• **Aim of the task**
Give back every record word for word, keeping the pictures out.

• **Saved entries**

========================

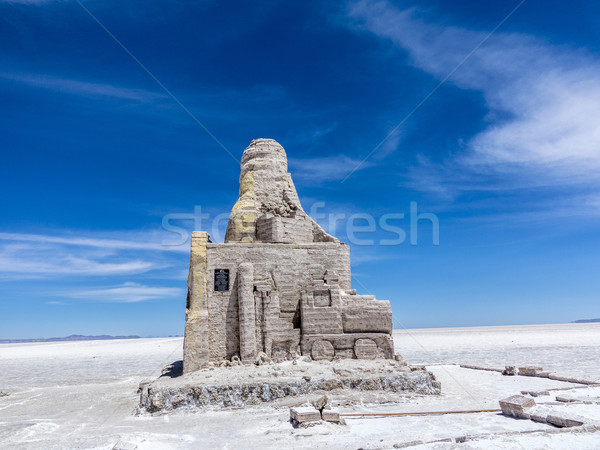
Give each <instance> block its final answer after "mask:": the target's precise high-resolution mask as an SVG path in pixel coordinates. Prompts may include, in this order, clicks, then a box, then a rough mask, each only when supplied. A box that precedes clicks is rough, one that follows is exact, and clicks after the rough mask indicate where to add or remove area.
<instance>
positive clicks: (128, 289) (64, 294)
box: [64, 282, 185, 303]
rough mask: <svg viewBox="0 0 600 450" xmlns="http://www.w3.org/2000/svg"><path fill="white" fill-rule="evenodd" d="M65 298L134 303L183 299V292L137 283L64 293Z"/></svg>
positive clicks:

========================

• **Solution below**
Give each <instance> block its final answer after "mask:": the target's precise high-resolution mask as an SVG path in pixel coordinates. Prompts may include, in this order, clicks, then a box, then a rough mask, each only when supplied. A box that precedes clicks is rough, one that follows is exact, and clicks after the rough mask indicate where to add or remove area.
<instance>
positive clicks: (128, 289) (64, 294)
box: [64, 282, 185, 303]
rough mask: <svg viewBox="0 0 600 450" xmlns="http://www.w3.org/2000/svg"><path fill="white" fill-rule="evenodd" d="M65 298L134 303L183 299V292L137 283L64 293Z"/></svg>
positive clicks:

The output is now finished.